==== Extracted data

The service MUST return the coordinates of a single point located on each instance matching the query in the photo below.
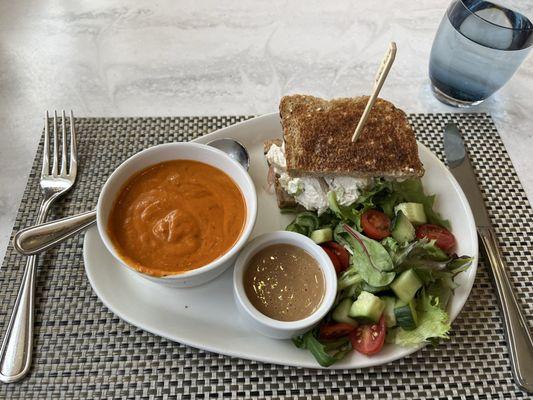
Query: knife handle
(518, 335)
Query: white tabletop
(148, 58)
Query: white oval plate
(206, 317)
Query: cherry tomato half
(375, 224)
(335, 330)
(369, 339)
(442, 236)
(334, 259)
(341, 253)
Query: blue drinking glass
(478, 47)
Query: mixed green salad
(395, 262)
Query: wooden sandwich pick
(383, 71)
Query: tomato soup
(176, 216)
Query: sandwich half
(317, 156)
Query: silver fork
(15, 354)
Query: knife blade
(517, 333)
(461, 168)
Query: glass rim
(495, 24)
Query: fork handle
(517, 332)
(38, 238)
(15, 353)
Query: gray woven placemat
(81, 350)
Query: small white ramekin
(272, 327)
(180, 151)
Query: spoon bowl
(234, 149)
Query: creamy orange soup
(176, 216)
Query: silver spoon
(38, 238)
(234, 149)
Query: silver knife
(518, 335)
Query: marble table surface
(200, 57)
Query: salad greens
(326, 353)
(370, 258)
(433, 323)
(410, 282)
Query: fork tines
(67, 169)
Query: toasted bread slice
(318, 134)
(284, 199)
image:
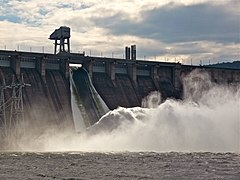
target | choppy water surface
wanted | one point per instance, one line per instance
(146, 165)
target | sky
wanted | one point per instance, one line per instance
(186, 31)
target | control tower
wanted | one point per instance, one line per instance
(60, 35)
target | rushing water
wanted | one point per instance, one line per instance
(142, 165)
(194, 138)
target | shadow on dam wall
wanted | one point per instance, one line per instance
(46, 102)
(124, 92)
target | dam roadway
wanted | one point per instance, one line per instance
(119, 82)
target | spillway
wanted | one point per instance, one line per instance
(90, 103)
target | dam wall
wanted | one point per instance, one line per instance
(45, 101)
(119, 82)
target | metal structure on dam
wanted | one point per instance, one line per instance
(119, 82)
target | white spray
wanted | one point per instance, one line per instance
(208, 119)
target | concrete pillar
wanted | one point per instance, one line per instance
(89, 67)
(132, 72)
(15, 64)
(154, 72)
(110, 69)
(177, 76)
(40, 65)
(64, 67)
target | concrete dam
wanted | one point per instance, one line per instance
(35, 87)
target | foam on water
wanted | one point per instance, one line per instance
(207, 119)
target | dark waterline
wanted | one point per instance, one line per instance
(125, 165)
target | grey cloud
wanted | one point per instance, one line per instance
(178, 23)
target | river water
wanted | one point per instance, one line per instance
(126, 165)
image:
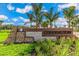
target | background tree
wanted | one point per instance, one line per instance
(45, 24)
(37, 14)
(51, 16)
(69, 14)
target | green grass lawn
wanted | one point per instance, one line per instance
(13, 49)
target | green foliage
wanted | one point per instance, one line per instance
(69, 14)
(44, 47)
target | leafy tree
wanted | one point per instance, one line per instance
(36, 15)
(51, 16)
(69, 14)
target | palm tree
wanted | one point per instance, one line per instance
(30, 18)
(36, 15)
(51, 16)
(69, 14)
(45, 24)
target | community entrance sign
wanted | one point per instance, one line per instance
(24, 35)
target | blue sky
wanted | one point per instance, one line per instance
(15, 13)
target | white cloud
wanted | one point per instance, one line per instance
(44, 10)
(24, 10)
(25, 20)
(60, 7)
(10, 7)
(15, 19)
(5, 23)
(3, 17)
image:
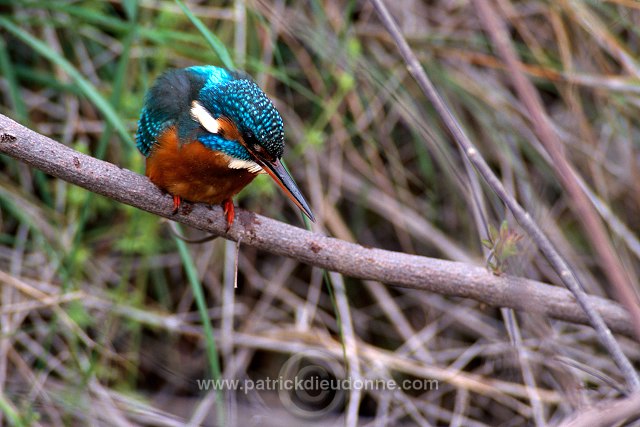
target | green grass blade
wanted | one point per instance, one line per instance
(198, 295)
(83, 84)
(211, 38)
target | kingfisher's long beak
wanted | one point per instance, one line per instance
(281, 176)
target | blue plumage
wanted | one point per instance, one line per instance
(224, 94)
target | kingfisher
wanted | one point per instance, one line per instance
(207, 132)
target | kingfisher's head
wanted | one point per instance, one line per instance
(227, 112)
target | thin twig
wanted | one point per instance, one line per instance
(523, 217)
(410, 271)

========

Your task
The lines above that include "concrete" should each be listed.

Your solution
target | concrete pillar
target | concrete dam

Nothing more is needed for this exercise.